INSTRUCTION. Rescale the part of the records that opens with the first line and closes with the line containing "xmin=498 ymin=333 xmax=514 ymax=352", repeating every line including the requests, but multiplying each bounding-box coordinate in the answers by 0.6 and rounding to whole numbers, with halves rounded up.

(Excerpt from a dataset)
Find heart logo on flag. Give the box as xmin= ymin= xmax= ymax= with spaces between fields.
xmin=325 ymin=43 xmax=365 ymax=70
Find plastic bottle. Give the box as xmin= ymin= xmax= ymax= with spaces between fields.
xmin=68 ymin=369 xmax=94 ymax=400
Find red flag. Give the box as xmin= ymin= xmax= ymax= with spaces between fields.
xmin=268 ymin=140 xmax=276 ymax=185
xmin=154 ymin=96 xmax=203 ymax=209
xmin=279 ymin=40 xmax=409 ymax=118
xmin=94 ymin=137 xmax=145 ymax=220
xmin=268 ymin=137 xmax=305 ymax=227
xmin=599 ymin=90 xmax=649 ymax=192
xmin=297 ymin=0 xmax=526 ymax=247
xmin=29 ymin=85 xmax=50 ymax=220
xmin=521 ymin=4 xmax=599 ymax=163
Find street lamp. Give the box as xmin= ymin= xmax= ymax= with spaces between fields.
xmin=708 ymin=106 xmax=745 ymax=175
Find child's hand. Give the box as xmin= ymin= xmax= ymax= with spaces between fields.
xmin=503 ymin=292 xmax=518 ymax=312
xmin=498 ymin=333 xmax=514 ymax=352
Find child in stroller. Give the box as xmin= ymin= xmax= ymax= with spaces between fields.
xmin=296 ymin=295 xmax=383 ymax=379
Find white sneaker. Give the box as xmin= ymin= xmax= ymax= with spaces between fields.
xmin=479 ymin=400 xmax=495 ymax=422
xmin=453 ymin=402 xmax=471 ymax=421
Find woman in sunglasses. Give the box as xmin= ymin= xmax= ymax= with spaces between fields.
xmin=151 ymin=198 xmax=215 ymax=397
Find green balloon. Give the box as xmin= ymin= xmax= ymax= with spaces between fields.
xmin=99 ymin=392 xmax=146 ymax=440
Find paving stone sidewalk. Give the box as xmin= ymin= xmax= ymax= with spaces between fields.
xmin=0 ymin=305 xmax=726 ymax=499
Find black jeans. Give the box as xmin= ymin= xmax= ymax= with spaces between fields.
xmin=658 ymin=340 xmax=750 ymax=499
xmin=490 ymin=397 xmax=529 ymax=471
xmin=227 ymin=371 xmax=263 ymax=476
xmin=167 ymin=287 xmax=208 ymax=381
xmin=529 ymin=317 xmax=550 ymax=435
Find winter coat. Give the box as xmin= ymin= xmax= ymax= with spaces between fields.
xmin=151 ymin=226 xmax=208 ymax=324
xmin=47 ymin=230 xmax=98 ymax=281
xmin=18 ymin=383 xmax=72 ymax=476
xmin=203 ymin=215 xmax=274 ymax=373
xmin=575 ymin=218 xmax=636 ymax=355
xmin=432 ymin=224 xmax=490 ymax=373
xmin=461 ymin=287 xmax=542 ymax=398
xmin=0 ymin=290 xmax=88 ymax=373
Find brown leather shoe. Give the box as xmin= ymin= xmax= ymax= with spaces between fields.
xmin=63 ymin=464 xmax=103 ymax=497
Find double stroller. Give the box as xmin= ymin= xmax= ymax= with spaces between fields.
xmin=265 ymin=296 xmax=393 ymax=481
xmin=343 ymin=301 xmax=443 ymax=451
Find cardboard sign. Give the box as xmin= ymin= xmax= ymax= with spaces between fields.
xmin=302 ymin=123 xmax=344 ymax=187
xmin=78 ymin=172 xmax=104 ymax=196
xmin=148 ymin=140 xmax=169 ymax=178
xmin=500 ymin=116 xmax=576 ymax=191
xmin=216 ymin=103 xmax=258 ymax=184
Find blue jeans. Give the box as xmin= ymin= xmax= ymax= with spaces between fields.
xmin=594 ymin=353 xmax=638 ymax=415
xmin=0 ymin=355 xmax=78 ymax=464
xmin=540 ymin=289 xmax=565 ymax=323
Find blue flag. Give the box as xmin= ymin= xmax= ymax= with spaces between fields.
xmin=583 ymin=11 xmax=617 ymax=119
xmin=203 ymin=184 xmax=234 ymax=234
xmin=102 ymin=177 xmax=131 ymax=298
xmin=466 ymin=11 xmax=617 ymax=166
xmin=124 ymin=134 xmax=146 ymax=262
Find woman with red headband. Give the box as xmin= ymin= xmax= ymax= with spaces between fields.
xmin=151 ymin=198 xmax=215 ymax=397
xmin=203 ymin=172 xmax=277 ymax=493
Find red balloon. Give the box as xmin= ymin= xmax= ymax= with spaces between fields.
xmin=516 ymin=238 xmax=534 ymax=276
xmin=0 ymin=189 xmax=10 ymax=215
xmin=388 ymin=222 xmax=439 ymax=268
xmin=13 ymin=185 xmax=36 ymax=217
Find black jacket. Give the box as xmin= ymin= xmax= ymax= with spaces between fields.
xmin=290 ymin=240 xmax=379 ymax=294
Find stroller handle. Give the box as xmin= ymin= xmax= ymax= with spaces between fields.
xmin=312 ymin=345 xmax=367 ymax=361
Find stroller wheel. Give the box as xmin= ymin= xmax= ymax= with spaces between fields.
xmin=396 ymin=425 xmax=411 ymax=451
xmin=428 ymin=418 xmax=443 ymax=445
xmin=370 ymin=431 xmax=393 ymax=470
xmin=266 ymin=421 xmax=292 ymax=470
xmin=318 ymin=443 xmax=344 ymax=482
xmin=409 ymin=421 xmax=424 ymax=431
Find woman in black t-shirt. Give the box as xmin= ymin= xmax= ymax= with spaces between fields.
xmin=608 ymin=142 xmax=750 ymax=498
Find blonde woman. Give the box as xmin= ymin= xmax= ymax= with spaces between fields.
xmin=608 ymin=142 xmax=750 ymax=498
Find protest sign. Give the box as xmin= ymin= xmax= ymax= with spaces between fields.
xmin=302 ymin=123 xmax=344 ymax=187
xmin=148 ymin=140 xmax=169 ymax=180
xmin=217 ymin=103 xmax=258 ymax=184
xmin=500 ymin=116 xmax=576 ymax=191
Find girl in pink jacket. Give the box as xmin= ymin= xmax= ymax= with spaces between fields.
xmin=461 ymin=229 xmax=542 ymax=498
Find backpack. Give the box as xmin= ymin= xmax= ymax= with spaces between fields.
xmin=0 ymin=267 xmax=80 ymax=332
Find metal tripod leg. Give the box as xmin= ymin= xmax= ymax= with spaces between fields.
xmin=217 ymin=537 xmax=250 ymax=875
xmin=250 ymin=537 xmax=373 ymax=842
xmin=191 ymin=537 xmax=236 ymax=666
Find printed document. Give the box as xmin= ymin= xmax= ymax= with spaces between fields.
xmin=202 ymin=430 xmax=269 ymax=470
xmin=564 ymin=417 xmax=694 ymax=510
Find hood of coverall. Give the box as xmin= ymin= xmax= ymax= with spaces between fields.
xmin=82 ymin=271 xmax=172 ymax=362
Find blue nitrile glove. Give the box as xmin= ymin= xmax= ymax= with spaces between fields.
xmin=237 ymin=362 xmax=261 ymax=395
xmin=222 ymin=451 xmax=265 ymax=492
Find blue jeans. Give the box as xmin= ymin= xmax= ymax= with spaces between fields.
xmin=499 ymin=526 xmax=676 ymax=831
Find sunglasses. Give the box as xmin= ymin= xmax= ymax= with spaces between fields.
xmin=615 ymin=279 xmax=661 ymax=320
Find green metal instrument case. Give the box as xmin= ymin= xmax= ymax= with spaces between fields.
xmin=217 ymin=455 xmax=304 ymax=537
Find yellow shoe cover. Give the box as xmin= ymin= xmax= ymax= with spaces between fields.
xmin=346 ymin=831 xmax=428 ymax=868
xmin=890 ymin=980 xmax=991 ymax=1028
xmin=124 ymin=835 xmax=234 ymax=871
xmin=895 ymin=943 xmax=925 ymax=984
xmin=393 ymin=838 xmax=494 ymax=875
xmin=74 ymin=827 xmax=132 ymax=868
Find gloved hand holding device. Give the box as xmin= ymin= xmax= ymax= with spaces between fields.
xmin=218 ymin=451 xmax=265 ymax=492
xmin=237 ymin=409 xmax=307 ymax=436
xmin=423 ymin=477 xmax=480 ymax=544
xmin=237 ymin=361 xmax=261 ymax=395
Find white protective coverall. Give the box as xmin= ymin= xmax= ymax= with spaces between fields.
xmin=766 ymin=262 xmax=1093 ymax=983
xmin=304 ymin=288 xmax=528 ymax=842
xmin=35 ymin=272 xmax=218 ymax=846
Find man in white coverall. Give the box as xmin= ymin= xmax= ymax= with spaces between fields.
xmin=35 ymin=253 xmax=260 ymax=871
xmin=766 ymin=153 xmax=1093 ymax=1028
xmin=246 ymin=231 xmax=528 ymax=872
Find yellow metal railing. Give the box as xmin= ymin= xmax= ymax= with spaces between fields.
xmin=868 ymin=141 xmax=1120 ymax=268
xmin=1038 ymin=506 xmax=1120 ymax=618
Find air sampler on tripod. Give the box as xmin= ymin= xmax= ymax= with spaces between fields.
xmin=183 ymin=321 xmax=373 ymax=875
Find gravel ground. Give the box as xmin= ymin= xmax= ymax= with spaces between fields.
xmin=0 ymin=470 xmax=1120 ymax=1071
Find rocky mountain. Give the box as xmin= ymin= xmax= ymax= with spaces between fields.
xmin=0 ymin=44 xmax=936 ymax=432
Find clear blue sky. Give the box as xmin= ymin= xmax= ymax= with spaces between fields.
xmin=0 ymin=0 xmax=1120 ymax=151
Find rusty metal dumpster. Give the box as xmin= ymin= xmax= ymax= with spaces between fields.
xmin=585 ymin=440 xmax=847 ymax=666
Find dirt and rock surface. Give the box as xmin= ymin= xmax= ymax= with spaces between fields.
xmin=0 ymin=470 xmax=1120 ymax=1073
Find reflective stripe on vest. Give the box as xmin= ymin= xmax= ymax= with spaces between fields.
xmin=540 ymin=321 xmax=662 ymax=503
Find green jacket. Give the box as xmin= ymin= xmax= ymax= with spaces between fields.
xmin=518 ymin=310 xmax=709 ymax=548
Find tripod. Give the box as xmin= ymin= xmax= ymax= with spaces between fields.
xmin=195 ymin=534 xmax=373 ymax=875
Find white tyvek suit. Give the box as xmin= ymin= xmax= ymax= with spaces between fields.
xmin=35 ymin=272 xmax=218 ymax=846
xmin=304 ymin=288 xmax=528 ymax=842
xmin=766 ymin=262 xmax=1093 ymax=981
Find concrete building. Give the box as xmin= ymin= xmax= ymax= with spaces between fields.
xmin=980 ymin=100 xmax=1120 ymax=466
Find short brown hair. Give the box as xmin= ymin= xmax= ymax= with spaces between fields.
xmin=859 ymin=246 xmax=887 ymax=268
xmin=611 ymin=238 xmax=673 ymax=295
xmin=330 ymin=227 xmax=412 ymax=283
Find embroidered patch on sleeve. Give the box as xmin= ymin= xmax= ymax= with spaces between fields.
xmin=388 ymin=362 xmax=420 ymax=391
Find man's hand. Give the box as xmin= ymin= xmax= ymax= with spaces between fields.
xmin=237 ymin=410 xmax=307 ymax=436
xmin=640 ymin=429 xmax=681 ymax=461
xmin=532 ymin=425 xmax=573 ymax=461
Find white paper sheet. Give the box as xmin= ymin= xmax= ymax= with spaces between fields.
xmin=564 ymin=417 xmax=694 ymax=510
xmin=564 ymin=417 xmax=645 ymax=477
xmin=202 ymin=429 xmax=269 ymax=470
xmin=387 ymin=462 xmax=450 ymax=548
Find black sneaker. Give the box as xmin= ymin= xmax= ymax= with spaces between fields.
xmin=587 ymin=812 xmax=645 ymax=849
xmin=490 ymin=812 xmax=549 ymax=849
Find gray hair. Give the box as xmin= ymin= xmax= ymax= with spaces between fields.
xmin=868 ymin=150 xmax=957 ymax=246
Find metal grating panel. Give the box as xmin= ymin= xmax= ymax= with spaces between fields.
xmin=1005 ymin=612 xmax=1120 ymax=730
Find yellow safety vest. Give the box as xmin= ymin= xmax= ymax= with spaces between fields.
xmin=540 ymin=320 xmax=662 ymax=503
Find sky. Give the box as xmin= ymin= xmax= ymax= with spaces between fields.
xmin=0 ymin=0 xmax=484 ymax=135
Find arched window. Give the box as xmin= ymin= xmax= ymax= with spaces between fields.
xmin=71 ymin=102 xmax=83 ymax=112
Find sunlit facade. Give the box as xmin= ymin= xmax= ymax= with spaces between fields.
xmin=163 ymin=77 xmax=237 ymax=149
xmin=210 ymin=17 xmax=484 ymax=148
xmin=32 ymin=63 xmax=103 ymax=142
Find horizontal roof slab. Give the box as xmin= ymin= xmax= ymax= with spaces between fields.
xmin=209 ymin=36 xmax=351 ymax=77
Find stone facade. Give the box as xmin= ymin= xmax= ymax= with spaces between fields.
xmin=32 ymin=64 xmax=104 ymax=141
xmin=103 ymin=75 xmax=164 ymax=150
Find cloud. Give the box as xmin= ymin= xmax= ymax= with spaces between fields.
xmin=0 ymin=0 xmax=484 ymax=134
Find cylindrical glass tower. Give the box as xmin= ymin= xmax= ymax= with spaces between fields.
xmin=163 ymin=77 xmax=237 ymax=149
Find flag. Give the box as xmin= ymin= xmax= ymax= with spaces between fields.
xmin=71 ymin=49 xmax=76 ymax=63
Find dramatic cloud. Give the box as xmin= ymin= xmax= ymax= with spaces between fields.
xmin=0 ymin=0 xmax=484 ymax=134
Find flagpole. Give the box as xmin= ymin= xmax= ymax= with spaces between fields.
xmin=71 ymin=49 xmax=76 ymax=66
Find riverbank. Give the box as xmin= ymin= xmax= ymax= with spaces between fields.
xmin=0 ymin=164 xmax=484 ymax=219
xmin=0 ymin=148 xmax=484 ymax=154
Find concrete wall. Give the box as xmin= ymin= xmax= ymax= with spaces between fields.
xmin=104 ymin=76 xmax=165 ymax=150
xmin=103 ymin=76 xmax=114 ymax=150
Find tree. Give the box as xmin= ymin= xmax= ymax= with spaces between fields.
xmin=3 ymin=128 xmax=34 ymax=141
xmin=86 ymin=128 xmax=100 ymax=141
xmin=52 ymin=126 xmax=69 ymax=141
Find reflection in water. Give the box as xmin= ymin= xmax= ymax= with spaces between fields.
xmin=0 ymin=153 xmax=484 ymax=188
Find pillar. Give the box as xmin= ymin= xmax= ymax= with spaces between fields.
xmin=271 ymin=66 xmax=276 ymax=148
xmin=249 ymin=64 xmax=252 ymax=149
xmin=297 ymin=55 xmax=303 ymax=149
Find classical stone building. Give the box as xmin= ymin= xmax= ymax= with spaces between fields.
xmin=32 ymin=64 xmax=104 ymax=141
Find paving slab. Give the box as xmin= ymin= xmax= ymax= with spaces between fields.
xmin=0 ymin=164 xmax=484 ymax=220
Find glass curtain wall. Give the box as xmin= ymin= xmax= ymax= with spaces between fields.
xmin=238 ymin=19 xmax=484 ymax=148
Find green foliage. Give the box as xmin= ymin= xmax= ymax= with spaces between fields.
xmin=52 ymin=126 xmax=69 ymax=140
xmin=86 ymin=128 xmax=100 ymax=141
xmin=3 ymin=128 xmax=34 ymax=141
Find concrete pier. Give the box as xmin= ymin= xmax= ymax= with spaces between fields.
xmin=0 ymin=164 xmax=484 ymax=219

ANSWER.
Find heart logo on flag. Give the box as xmin= ymin= xmax= ymax= with spaces between fields.
xmin=195 ymin=26 xmax=219 ymax=42
Find plastic bottle. Give the box as xmin= ymin= xmax= ymax= with spaces between fields.
xmin=41 ymin=221 xmax=56 ymax=240
Find red flag. Give the box as xmin= ymin= xmax= ymax= with spaces between fields.
xmin=161 ymin=84 xmax=166 ymax=111
xmin=92 ymin=58 xmax=122 ymax=125
xmin=167 ymin=24 xmax=245 ymax=71
xmin=56 ymin=82 xmax=87 ymax=132
xmin=161 ymin=82 xmax=183 ymax=136
xmin=359 ymin=54 xmax=389 ymax=115
xmin=178 ymin=0 xmax=316 ymax=148
xmin=17 ymin=51 xmax=30 ymax=132
xmin=313 ymin=2 xmax=359 ymax=98
Find street lamp. Give the box as xmin= ymin= xmax= ymax= with spaces between fields.
xmin=425 ymin=64 xmax=447 ymax=105
Find child's hand. Give the box as xmin= ymin= xmax= ymax= with spaces between fields.
xmin=302 ymin=175 xmax=311 ymax=187
xmin=299 ymin=200 xmax=308 ymax=211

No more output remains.